Write how many lines in the records below include the string "road". No other text should be given.
::::::::::
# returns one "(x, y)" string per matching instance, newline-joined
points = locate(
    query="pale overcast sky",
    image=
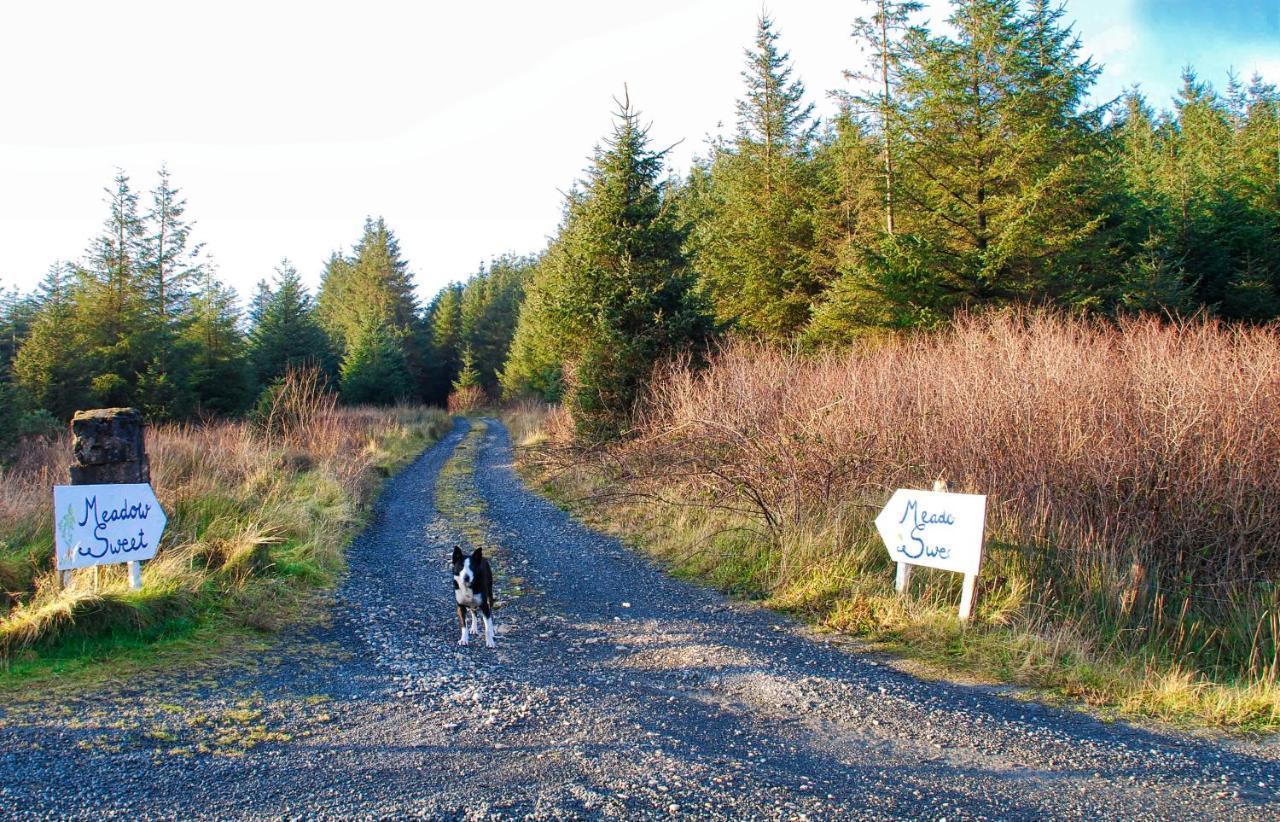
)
(284, 124)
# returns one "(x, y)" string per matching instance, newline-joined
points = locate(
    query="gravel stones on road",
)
(615, 692)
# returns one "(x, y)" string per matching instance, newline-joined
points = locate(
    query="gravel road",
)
(615, 692)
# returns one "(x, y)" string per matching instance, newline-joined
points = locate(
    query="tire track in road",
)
(615, 692)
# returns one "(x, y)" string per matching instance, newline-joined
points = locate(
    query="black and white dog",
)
(472, 588)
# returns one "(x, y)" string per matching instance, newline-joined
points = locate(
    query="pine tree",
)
(613, 293)
(881, 36)
(444, 324)
(374, 287)
(170, 268)
(374, 370)
(119, 334)
(286, 333)
(50, 364)
(754, 247)
(1000, 174)
(219, 365)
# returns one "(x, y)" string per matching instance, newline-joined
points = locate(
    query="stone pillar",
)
(110, 447)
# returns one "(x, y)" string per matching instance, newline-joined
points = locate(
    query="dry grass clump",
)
(1130, 471)
(257, 512)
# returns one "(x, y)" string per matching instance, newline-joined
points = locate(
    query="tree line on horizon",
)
(142, 320)
(967, 172)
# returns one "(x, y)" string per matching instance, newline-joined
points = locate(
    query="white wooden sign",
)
(937, 530)
(105, 524)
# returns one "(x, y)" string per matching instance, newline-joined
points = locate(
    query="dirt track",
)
(613, 692)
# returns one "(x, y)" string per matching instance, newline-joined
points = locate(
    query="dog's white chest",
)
(467, 597)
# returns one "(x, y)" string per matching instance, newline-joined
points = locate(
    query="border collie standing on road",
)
(472, 588)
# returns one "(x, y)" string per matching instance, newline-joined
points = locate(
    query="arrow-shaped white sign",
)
(105, 524)
(935, 529)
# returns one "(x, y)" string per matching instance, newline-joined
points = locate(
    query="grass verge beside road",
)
(1132, 499)
(259, 516)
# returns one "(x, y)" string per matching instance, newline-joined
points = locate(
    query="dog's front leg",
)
(488, 631)
(462, 621)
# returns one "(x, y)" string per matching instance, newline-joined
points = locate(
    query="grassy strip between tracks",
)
(259, 520)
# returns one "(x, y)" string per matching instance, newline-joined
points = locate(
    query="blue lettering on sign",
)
(105, 517)
(920, 520)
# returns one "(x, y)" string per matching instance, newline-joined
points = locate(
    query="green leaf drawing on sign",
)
(67, 528)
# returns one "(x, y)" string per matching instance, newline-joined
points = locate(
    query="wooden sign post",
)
(109, 512)
(937, 530)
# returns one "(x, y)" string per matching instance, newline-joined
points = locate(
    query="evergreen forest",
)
(969, 169)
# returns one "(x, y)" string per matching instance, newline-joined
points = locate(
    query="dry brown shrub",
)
(1133, 461)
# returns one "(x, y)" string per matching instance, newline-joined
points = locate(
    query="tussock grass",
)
(259, 514)
(1133, 501)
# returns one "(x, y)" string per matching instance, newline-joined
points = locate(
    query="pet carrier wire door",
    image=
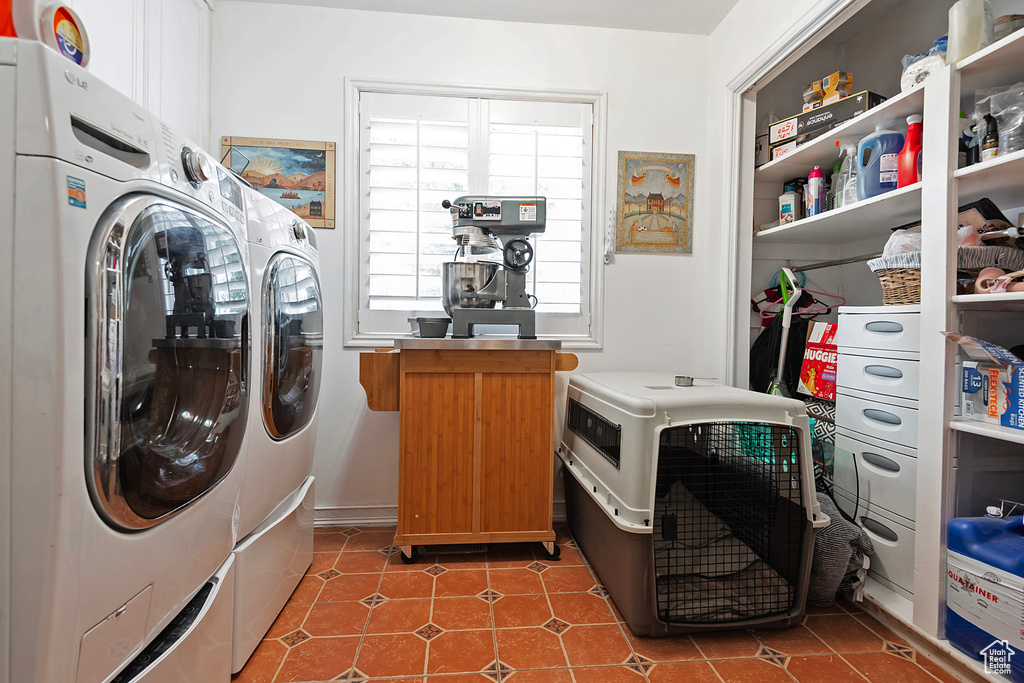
::::::::::
● Exercise response
5